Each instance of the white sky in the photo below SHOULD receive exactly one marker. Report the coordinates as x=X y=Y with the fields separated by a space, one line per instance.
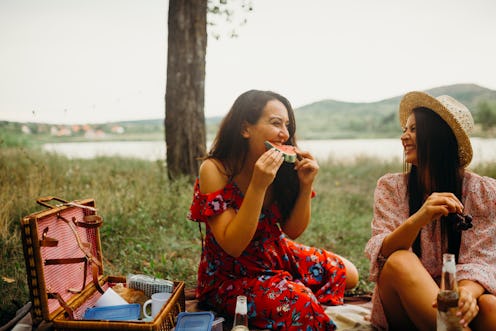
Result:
x=92 y=61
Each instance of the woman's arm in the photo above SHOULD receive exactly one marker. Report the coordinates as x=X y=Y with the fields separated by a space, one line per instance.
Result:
x=307 y=168
x=234 y=230
x=436 y=205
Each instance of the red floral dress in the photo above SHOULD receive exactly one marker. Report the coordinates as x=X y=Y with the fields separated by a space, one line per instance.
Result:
x=286 y=283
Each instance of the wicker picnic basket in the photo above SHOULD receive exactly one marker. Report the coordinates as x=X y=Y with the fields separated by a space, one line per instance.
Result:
x=64 y=267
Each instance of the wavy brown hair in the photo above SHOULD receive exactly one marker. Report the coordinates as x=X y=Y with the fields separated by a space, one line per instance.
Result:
x=438 y=170
x=231 y=148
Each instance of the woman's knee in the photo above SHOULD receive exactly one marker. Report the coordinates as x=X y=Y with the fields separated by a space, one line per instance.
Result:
x=400 y=264
x=352 y=276
x=487 y=304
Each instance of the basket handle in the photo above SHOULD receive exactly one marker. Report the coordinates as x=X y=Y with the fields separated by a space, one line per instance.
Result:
x=43 y=201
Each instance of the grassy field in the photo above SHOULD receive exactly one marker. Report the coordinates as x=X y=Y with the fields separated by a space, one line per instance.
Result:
x=145 y=228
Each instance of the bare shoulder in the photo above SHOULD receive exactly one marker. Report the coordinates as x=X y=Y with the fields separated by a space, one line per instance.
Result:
x=212 y=176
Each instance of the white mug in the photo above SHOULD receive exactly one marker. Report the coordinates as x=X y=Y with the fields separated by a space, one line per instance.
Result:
x=110 y=298
x=157 y=301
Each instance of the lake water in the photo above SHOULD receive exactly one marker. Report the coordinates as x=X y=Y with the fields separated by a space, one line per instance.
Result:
x=344 y=150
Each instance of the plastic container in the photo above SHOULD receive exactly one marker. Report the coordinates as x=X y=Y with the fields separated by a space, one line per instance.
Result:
x=218 y=324
x=194 y=321
x=126 y=312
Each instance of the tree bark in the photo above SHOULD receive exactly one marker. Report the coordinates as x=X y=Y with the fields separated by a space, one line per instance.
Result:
x=185 y=133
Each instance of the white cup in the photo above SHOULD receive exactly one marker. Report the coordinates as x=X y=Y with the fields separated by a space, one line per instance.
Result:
x=157 y=301
x=110 y=298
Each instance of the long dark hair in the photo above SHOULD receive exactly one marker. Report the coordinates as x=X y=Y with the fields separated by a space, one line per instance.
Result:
x=231 y=148
x=438 y=170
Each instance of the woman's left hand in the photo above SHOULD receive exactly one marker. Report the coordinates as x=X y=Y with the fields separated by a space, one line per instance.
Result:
x=467 y=307
x=306 y=167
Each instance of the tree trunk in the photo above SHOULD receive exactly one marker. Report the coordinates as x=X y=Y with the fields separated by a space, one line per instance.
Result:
x=185 y=133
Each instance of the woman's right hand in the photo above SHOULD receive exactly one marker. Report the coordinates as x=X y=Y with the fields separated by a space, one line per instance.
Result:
x=266 y=167
x=439 y=204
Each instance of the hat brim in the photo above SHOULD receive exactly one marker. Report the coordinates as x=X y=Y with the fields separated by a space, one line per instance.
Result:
x=418 y=99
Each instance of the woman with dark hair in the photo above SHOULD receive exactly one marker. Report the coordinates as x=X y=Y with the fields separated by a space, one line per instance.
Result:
x=253 y=203
x=421 y=214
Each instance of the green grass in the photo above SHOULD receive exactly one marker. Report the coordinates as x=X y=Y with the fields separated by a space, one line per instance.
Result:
x=145 y=228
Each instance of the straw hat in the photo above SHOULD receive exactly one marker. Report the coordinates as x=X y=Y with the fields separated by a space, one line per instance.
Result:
x=451 y=111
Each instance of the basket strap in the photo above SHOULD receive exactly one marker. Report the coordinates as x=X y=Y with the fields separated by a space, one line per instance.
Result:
x=47 y=241
x=85 y=248
x=64 y=304
x=90 y=222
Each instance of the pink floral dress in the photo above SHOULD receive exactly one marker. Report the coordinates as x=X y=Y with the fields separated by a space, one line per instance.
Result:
x=477 y=255
x=286 y=283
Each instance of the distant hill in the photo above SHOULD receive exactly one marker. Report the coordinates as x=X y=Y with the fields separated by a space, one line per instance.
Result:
x=328 y=119
x=325 y=119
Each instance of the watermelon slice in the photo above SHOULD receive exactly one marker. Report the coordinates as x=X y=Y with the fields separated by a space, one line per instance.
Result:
x=287 y=151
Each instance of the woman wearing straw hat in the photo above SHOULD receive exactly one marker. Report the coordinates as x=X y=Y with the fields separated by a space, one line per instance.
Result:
x=411 y=228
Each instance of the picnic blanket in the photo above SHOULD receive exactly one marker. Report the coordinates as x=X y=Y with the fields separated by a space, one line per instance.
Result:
x=352 y=316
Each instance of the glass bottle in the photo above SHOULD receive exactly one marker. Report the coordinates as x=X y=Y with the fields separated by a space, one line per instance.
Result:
x=447 y=298
x=241 y=314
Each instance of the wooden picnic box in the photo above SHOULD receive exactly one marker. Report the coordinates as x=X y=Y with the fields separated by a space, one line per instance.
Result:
x=64 y=266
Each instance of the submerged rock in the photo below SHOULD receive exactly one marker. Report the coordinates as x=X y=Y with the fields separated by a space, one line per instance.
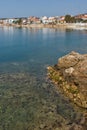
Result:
x=70 y=75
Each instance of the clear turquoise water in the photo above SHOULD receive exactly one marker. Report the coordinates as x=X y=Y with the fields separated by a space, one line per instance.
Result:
x=30 y=51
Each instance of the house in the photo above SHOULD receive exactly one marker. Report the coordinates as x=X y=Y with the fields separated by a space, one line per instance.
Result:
x=61 y=19
x=51 y=20
x=34 y=20
x=44 y=20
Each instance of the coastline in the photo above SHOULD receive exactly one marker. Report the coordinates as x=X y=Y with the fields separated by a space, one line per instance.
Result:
x=81 y=26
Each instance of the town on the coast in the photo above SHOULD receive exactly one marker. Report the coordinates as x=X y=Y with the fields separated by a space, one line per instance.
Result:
x=79 y=20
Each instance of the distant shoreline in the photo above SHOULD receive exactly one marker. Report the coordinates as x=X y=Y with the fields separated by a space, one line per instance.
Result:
x=82 y=26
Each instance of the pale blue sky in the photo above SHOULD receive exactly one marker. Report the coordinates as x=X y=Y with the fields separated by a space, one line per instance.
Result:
x=19 y=8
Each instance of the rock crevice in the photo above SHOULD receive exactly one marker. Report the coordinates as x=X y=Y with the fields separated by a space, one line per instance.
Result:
x=70 y=75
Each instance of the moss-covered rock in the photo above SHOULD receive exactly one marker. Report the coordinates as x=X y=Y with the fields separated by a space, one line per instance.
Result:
x=70 y=74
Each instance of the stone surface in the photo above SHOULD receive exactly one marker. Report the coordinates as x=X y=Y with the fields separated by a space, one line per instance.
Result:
x=70 y=74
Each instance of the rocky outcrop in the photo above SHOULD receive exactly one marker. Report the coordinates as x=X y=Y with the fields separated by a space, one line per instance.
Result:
x=70 y=75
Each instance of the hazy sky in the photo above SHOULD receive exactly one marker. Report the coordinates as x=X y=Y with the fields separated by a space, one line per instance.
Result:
x=18 y=8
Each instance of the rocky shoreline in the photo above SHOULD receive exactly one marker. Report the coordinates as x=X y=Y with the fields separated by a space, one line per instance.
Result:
x=64 y=26
x=70 y=75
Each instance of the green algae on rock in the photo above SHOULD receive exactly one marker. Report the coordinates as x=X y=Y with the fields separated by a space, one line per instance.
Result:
x=70 y=75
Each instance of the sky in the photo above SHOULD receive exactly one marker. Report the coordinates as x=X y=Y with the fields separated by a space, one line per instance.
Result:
x=25 y=8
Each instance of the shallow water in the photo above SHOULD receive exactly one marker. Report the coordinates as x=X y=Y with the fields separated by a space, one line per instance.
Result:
x=27 y=99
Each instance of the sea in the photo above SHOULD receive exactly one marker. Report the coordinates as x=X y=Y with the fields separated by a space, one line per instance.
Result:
x=28 y=99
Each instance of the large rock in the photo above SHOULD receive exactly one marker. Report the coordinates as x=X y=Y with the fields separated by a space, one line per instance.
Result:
x=70 y=74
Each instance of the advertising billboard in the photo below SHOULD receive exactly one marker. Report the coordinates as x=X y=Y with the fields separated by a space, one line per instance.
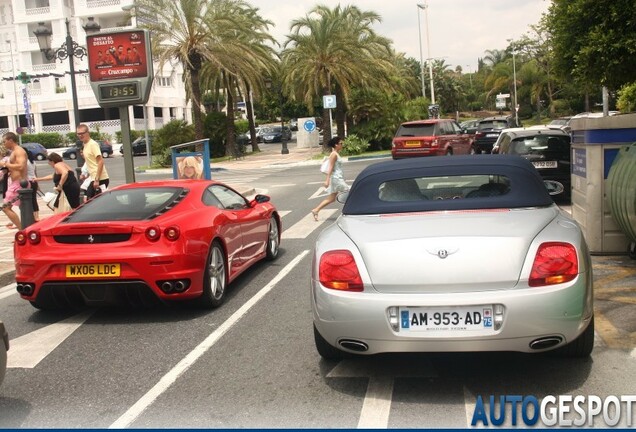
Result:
x=117 y=56
x=120 y=67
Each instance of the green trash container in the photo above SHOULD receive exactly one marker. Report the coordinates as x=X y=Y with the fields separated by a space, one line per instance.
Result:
x=621 y=193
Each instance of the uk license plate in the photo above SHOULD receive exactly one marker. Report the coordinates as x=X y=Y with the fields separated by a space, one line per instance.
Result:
x=440 y=319
x=92 y=270
x=545 y=164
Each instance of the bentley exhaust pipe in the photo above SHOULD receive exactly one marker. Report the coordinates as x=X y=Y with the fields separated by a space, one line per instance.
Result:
x=545 y=342
x=354 y=345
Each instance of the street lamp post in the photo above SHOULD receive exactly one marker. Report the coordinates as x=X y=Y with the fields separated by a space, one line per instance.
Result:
x=419 y=30
x=281 y=99
x=69 y=49
x=283 y=140
x=15 y=92
x=514 y=79
x=424 y=6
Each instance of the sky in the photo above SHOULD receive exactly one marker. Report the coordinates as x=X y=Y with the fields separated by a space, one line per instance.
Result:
x=460 y=30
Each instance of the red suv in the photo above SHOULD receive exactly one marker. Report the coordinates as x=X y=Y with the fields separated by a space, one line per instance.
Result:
x=432 y=137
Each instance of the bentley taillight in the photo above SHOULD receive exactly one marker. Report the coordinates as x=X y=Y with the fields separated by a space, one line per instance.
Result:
x=338 y=270
x=554 y=263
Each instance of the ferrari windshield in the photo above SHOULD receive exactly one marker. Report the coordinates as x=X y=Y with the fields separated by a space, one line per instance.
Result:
x=128 y=204
x=424 y=129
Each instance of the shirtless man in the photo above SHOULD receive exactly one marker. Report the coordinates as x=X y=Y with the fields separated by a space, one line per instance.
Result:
x=17 y=166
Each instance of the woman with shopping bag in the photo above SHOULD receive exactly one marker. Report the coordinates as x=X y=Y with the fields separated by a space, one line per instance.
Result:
x=66 y=185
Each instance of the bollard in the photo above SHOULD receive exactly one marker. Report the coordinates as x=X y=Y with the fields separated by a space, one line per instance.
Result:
x=26 y=204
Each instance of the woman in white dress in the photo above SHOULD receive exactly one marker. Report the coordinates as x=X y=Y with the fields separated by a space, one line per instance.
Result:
x=335 y=182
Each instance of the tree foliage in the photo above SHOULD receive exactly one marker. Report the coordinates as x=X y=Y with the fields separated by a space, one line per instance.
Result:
x=594 y=41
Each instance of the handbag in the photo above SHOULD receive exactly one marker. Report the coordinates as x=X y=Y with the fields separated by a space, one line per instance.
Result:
x=324 y=166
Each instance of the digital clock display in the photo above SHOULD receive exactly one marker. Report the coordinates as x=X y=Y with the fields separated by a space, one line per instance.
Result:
x=119 y=91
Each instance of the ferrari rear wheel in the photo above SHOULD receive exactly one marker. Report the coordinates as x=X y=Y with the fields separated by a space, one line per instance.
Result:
x=214 y=278
x=326 y=350
x=273 y=239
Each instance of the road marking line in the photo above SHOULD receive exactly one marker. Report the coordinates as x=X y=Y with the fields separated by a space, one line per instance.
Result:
x=29 y=350
x=180 y=368
x=319 y=193
x=377 y=403
x=307 y=225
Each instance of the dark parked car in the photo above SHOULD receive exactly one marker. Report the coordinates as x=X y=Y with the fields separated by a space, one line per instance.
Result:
x=488 y=131
x=470 y=126
x=138 y=146
x=104 y=146
x=37 y=150
x=245 y=138
x=547 y=148
x=562 y=123
x=432 y=137
x=275 y=134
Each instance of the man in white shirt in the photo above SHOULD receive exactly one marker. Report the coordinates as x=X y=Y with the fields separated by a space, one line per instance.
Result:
x=94 y=162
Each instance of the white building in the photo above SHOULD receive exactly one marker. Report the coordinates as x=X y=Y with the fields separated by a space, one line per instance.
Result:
x=49 y=95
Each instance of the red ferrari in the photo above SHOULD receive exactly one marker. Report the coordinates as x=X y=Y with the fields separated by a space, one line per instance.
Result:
x=136 y=243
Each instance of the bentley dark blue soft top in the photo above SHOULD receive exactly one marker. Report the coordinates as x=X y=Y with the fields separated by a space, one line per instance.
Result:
x=447 y=183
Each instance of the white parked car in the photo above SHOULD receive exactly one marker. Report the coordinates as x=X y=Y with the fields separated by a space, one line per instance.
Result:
x=448 y=254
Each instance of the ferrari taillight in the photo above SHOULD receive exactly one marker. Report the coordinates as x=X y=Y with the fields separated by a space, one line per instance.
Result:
x=153 y=233
x=20 y=238
x=338 y=270
x=33 y=237
x=172 y=233
x=554 y=263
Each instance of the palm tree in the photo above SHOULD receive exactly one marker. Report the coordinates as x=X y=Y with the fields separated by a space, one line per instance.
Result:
x=244 y=74
x=194 y=32
x=499 y=80
x=328 y=52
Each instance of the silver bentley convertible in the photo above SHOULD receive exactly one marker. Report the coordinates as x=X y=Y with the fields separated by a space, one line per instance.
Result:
x=448 y=254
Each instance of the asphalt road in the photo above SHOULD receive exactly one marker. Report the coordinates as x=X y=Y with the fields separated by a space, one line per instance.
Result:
x=252 y=362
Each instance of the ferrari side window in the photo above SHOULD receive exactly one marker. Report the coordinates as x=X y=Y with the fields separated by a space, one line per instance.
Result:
x=229 y=199
x=211 y=200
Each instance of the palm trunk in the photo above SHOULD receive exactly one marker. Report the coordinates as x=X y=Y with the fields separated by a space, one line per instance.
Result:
x=230 y=146
x=197 y=115
x=250 y=118
x=340 y=112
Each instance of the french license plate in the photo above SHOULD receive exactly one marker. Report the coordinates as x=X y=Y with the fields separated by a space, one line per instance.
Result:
x=92 y=270
x=545 y=164
x=433 y=319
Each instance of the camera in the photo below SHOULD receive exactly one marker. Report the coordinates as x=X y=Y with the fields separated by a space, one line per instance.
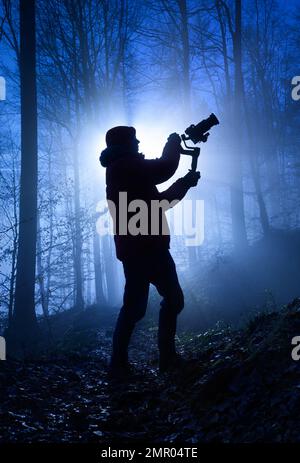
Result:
x=199 y=132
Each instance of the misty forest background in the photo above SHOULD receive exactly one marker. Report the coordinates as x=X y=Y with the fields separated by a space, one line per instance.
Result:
x=158 y=65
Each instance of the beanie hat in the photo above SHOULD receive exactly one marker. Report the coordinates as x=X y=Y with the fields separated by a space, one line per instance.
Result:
x=120 y=135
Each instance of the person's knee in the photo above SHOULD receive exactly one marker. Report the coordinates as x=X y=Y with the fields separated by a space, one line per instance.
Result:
x=134 y=312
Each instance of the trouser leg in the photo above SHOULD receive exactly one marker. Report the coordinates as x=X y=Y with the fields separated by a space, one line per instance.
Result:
x=133 y=309
x=167 y=284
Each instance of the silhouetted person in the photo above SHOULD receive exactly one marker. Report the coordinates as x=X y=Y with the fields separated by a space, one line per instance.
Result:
x=146 y=258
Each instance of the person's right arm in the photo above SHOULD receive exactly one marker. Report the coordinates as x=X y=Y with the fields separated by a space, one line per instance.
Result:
x=160 y=170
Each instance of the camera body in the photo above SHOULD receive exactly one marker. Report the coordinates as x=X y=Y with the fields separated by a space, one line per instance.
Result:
x=199 y=132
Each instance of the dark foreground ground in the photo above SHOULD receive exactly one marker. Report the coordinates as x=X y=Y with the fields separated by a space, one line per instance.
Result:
x=242 y=386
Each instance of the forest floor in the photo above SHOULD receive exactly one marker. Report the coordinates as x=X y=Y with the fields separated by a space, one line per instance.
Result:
x=239 y=386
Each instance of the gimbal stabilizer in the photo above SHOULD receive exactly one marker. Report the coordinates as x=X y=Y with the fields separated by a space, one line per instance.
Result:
x=197 y=133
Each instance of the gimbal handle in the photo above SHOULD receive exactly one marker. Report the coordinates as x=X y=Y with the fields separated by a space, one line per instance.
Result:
x=191 y=151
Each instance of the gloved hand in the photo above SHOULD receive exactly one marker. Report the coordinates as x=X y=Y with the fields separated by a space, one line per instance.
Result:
x=174 y=139
x=192 y=178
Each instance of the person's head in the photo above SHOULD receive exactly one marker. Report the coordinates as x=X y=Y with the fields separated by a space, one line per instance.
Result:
x=123 y=136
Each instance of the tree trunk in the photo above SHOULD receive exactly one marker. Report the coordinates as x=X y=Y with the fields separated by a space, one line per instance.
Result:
x=23 y=327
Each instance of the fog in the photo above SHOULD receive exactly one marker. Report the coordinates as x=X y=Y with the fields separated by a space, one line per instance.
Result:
x=160 y=67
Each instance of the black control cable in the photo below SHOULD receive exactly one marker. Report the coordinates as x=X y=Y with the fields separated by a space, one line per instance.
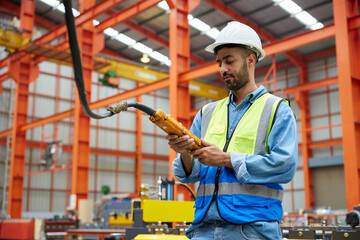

- YOUR TASK -
Wherever the line holding "Each instance of the distant hill" falls in the entries above, copy exactly from it through the line holding "Each instance of the glass", inclusive, and add nothing.

- SOLUTION TO THE EXERCISE -
Each instance of the distant hill in the photo above SHOULD receive exactly one marker. Report the coordinates as x=X y=Y with the fields separated by a space, one line per instance.
Result:
x=328 y=119
x=325 y=119
Each instance of the watermelon slice in the photo above SHOULD receive exactly one marker. Report the coordinates as x=X y=Y with the fields separated by a space, one line per instance.
Result:
x=287 y=151
Each instance of the woman wearing straw hat in the photo above SHOULD receive exactly one marker. Report the coordinates as x=X y=Y with the fields separated by a space, one line per instance.
Result:
x=411 y=228
Each instance of the picnic blanket in the photo above SHOULD receive exactly one marker. Report the coordinates as x=X y=Y with the fields separated by a space, one line per instance.
Result:
x=352 y=316
Each instance of the glass bottle in the photo above SHOULD receive exactly one marker. Report the coordinates as x=X y=Y with the fields separated by a space, one line per instance.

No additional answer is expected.